» **Extract to read**:
■ ■ ■ ■

South African comedian

John Vlismas (born 3 May 1973) is a South African stand-up comedian, academic and DEI strategist.

== Comedy career ==
Vlismas won the 2007 South African Comedy Award for best stand-up comedian of the year and was a finalist in the 2008 Yuk Yuk's Great Canadian Laugh Off.

In 2010, Vlismas appeared in the comedy film Outrageous alongside fellow South African comedians Barry Hilton, Joey Rasdien, Loyiso Gola, Mark Banks, Riaad Moosa and Krijay Govender.

In April 2014, Vlismas was part of the panel for Comedy Central Africa's Roast of Kenny Kunene and Steve Hofmeyr.

He has also appeared in several Comedy Central productions, including solo specials and additional Comedy Central Roast programmes.

Vlismas has performed internationally at venues including the Royal Albert Hall in London, the Sydney Modern Art Museum and the Tempodrome in Berlin.

He was appointed as a 46664 Ambassador for the Nelson Mandela Foundation.

== Academic and business career ==
Vlismas was awarded a scholarship at Henley Business School Africa, where he completed an MBA.

■ ■ ■ ■

» **Stored data**:
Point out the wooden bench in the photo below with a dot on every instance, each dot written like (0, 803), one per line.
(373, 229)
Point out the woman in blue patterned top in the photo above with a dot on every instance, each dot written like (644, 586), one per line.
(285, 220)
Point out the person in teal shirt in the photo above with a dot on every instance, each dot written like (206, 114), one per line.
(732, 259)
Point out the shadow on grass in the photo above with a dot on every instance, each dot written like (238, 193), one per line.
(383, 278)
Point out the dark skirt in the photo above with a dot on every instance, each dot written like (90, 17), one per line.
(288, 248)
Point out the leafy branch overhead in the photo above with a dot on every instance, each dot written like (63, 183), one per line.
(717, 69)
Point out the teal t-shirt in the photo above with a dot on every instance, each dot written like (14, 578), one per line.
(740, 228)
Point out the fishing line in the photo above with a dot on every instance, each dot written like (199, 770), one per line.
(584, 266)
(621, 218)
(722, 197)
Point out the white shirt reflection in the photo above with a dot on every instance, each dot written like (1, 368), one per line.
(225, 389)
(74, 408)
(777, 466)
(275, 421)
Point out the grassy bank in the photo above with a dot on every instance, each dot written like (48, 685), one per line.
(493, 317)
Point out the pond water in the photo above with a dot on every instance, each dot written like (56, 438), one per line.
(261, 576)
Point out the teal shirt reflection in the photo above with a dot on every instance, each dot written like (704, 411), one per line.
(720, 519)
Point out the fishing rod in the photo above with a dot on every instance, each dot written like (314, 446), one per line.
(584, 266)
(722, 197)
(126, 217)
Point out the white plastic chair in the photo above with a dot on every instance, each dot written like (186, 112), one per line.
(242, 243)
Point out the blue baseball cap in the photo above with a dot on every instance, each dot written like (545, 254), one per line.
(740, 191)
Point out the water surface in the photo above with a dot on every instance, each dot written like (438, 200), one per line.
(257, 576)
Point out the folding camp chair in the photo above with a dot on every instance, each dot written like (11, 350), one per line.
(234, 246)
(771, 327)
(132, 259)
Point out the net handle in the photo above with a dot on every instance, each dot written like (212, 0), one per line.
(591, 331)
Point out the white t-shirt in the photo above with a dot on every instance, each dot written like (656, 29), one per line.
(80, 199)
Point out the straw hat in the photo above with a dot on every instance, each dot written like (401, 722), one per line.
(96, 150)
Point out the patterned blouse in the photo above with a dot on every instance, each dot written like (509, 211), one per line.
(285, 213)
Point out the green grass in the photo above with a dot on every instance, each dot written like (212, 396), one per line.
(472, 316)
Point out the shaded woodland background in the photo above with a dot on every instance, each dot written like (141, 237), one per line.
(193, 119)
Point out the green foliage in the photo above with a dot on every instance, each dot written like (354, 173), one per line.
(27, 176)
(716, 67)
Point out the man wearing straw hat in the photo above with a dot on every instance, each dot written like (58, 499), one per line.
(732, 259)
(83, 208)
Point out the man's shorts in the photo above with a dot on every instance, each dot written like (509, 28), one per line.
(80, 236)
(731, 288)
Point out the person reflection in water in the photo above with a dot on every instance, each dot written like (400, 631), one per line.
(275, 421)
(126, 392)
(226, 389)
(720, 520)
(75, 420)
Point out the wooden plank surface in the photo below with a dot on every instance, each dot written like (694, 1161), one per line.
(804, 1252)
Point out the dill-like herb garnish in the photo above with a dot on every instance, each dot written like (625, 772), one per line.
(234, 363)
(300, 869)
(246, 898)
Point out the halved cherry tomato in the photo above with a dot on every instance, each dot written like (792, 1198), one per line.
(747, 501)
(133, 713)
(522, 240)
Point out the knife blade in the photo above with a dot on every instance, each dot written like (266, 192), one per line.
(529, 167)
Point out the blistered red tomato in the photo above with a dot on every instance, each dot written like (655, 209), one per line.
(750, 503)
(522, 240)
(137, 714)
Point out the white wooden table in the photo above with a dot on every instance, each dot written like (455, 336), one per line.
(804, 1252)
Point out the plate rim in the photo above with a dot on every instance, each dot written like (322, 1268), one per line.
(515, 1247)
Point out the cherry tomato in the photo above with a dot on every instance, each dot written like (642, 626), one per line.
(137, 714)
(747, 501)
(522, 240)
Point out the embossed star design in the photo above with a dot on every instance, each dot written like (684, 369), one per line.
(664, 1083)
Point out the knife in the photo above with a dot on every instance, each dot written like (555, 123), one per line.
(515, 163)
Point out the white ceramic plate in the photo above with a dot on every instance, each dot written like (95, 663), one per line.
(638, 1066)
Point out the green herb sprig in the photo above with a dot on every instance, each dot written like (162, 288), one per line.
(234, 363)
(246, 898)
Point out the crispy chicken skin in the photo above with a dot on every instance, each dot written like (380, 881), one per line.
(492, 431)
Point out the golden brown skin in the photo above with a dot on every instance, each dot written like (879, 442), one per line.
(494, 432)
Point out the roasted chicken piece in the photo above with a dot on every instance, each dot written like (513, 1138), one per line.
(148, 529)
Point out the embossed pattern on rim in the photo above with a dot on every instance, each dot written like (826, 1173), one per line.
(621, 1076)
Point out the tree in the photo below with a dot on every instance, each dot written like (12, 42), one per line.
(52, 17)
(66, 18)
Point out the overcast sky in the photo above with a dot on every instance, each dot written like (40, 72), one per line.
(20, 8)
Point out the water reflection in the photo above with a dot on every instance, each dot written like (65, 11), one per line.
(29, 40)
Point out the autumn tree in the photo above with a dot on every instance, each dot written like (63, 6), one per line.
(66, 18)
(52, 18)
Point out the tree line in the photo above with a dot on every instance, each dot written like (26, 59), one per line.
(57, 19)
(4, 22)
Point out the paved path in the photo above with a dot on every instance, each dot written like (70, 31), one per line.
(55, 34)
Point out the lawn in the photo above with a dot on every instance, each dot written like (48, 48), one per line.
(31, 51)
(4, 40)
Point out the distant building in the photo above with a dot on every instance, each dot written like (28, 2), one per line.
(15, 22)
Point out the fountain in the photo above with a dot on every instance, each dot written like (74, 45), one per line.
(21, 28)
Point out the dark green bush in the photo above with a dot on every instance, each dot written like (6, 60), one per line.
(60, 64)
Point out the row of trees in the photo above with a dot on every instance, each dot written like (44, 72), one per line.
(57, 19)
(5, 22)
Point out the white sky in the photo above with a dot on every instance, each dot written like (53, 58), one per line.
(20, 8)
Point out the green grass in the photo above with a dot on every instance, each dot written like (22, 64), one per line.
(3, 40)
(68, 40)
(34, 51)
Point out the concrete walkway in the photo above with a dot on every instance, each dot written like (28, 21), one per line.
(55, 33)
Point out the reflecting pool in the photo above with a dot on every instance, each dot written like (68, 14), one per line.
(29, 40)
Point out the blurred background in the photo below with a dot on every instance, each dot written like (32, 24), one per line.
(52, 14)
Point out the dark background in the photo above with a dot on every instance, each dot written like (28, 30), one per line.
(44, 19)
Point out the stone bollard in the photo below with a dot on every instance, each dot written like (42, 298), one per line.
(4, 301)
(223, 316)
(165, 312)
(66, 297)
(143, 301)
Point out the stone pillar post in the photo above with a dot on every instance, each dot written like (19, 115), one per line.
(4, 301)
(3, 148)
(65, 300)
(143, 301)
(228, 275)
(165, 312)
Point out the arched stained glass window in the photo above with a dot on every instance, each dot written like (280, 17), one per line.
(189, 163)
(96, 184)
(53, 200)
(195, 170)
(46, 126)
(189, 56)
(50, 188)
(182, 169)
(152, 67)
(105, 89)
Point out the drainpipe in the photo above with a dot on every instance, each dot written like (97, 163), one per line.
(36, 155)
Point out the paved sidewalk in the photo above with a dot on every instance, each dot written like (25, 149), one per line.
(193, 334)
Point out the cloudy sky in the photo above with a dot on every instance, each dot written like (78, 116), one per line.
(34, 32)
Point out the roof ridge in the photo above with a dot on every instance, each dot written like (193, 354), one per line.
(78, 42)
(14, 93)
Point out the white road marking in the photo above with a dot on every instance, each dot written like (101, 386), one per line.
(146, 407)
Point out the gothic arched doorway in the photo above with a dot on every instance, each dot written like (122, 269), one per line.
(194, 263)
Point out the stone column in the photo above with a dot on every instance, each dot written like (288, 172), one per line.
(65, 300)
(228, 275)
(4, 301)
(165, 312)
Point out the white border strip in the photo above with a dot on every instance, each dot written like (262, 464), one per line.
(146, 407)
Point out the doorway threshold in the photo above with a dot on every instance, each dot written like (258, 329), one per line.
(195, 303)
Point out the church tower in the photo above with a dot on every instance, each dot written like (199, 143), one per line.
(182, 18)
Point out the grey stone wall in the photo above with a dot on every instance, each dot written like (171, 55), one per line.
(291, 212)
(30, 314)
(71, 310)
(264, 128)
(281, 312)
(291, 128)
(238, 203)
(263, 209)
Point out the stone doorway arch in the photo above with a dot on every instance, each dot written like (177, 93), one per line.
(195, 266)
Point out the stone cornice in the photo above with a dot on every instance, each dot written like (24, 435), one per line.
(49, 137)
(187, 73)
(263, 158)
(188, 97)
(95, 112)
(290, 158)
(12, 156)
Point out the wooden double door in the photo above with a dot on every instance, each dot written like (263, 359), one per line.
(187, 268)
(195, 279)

■ ■ ■ ■

» **Assignment 1**: Retype part of the John Vlismas article, starting at the words "He has also" and stopping after the words "completed an MBA.".
» **Assignment 2**: In the John Vlismas article, which comedy film did Vlismas appear in during 2010?
» **Assignment 3**: Carry on the John Vlismas article from its last sentence.
The rows have nothing to do with what you're asked to do here.

» **Task answer 1**:
He has also appeared in several Comedy Central productions, including solo specials and additional Comedy Central Roast programmes.

Vlismas has performed internationally at venues including the Royal Albert Hall in London, the Sydney Modern Art Museum and the Tempodrome in Berlin.

He was appointed as a 46664 Ambassador for the Nelson Mandela Foundation.

== Academic and business career ==
Vlismas was awarded a scholarship at Henley Business School Africa, where he completed an MBA.

» **Task answer 2**: Outrageous

» **Task answer 3**:
During his MBA studies, he received distinctions in Strategic Marketing and Relationship Marketing.

He works in the field of diversity, equity and inclusion (DEI), leadership, culture and community building through his business, OGO Creative, where he serves as co-founder and Head of Strategy.

Vlismas has collaborated with Henley Business School in the co-design and facilitation of course material and contributed to the transition of marketing and learning activities to virtual delivery during the COVID-19 pandemic.

In 2023, he co-authored a white paper with Henley Business School on workplace diversity.

In 2024, he presented a work titled Player Zero at LeaderEx and at academic and industry conferences.